### TRY IT:
For each statement below, state whether the stress article agrees with it, answering yes or no and quoting the deciding words from the article. 1. Jenny Bent earns her living as a hairstylist. 2. Bent is the mother of six children. 3. The Amoils hold that stress left uncontrolled can cause illness.

### GIVEN TEXT:
[Start of section]

Feeling stressed-out? One mom's story plus 9 expert tips to help you

Jenny Bent works as a hairstylist -- a tough job that she considers the easy part of her day.

Bent has eight children. By 8 a.m. in the morning, she's already sent the older kids off to school. Then, while doing two loads of laundry, she feeds the younger ones before heading to work.

It takes organization, and a sense of humor.

"You know, I went to confession once and I was saying, 'Oh my God, they're driving me crazy!' And he says, 'Well, try to be like Mary', and I said, 'Mary only had one!'" Bent said of her busy life.

But some things just aren't funny. The subject of money brings Bent to tears.

The Alliance Institute for Integrative Medicine offers classes that teach people how to quiet their minds when stress gets overwhelming.

Doctors Steve and Sandi Amoils teach their patients a variety of techniques and treatments to deal with stress. They say if you don't control stress, it can make you sick.

[End of section]

### Records taken from a dataset:
[Start of section]

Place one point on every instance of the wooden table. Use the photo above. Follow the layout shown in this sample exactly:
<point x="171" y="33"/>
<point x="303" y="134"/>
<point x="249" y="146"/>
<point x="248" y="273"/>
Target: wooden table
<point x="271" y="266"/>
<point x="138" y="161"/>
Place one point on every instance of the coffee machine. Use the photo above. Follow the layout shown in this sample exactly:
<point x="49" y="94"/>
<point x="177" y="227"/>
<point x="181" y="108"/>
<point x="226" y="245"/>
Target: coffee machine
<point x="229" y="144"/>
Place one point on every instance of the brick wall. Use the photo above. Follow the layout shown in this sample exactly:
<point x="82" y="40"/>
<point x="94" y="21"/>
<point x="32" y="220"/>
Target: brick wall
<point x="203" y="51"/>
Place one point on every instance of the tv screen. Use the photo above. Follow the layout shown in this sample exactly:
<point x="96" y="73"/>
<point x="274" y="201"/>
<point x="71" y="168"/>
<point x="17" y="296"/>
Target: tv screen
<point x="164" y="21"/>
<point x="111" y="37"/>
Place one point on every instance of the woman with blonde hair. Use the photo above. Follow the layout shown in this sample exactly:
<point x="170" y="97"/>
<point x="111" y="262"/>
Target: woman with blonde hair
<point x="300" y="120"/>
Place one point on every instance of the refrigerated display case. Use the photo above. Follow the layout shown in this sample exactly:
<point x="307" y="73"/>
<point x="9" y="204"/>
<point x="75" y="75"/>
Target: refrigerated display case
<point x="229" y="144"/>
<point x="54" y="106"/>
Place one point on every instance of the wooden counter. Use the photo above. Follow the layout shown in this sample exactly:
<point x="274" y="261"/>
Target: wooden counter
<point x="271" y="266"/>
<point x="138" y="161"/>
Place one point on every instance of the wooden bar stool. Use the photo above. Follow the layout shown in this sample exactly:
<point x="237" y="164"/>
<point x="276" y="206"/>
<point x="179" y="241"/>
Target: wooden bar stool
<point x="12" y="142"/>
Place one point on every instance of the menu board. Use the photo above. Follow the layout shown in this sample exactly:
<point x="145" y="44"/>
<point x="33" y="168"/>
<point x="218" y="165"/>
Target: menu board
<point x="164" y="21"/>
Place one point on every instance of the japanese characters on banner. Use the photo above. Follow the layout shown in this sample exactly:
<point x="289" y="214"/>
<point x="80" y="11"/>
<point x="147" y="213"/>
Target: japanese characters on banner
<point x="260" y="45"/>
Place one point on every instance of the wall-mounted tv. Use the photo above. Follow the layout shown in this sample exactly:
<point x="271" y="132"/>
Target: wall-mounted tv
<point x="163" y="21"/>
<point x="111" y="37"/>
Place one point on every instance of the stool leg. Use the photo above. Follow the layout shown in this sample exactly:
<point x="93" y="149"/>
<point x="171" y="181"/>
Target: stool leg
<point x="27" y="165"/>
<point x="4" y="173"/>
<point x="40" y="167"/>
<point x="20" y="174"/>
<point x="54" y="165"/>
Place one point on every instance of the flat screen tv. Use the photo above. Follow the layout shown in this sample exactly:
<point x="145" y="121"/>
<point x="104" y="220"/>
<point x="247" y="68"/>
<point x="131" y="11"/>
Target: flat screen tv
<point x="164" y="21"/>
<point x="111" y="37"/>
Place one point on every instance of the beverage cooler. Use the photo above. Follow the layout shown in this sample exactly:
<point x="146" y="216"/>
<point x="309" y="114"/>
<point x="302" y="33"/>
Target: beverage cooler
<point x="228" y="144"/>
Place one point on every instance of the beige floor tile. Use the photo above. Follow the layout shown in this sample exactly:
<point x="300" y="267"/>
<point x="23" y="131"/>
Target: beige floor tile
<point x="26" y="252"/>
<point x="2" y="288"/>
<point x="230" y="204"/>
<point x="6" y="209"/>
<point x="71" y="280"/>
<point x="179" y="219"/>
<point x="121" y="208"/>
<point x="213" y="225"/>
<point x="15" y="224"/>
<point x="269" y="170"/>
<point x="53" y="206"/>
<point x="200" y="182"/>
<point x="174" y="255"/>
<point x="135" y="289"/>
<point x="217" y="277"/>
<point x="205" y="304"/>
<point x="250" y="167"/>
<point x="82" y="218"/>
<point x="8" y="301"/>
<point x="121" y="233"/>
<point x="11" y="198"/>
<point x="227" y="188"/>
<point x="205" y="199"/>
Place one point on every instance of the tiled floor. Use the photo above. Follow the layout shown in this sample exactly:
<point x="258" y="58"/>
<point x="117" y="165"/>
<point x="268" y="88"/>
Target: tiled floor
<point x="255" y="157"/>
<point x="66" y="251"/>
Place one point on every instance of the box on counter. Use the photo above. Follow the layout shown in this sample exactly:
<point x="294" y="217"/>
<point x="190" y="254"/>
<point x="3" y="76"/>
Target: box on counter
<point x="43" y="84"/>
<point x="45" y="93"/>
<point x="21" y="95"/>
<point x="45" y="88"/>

[End of section]

### RESULT BELOW:
1. Yes: "Jenny Bent works as a hairstylist"
2. No: "Bent has eight children."
3. Yes: "They say if you don't control stress, it can make you sick."